Copy every entry exactly as it reads and exclude whatever pictures appear.

(Point localization data)
__________
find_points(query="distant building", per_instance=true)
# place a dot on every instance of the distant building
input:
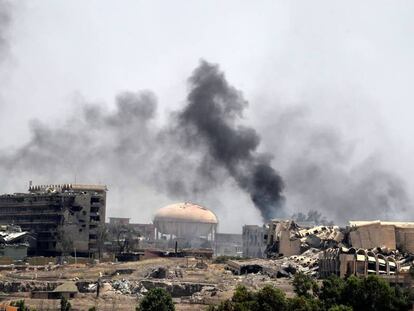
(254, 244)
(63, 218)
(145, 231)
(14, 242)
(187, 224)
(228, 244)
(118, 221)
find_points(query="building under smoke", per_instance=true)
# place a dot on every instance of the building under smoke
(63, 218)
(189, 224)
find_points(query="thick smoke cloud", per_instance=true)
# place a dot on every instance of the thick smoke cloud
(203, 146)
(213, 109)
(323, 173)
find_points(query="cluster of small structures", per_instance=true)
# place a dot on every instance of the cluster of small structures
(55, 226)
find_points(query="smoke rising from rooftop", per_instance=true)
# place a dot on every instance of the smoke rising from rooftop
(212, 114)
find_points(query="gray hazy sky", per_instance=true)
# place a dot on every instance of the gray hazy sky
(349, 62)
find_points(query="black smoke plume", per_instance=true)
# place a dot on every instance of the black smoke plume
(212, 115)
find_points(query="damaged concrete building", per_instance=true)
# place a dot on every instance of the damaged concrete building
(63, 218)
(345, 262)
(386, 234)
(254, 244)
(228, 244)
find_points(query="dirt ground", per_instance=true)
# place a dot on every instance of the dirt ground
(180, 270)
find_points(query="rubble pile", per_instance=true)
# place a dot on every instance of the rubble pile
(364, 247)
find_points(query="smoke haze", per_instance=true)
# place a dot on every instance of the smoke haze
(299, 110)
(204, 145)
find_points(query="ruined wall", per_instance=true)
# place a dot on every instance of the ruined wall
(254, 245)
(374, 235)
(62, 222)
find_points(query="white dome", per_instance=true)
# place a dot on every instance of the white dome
__________
_The completed task_
find_points(query="distant building", per_instance=true)
# place a dot on every instance of the distant building
input:
(254, 244)
(63, 218)
(145, 231)
(14, 242)
(187, 224)
(228, 244)
(118, 221)
find_points(query="building under smoke", per_instance=true)
# place a dot on every instance of the building under smoke
(63, 218)
(189, 224)
find_points(query="thick smoke cloud", per_instance=true)
# place a dot on every instance of the thick smoke cloud
(203, 146)
(213, 109)
(323, 173)
find_points(query="cluster of small structures", per_instance=true)
# place a dot on every instance of the cluster of small structures
(55, 226)
find_points(query="smoke rising from rooftop", per_instance=true)
# place a dot on every instance of the smoke rising from rooftop
(212, 114)
find_points(query="gray hazy sky", per_instance=true)
# place a dot on every instance of the gray hazy sky
(349, 62)
find_points(query="black smoke plume", per_instance=true)
# place a dot on every instance of the black smoke plume
(212, 115)
find_points(query="damaged concrete building", per_instance=true)
# place a dot on every instance of the damaged concrete building
(63, 218)
(345, 262)
(386, 234)
(254, 244)
(228, 244)
find_points(query="dirt ground", per_instance=true)
# place a dot on every instance of the dirt ground
(180, 270)
find_points(query="rubble pile", per_instance=true)
# place a dot on every instance of the rubble pile
(364, 247)
find_points(query="smoke haze", per_instance=true)
# place a dot on every instance of the smoke haze
(299, 110)
(204, 145)
find_points(query="ruined wall", per_instance=true)
# place a dot on every instance of the ruined wall
(254, 245)
(374, 235)
(62, 222)
find_points(query="white dome", per_instance=true)
# place a dot on every instance of the white dome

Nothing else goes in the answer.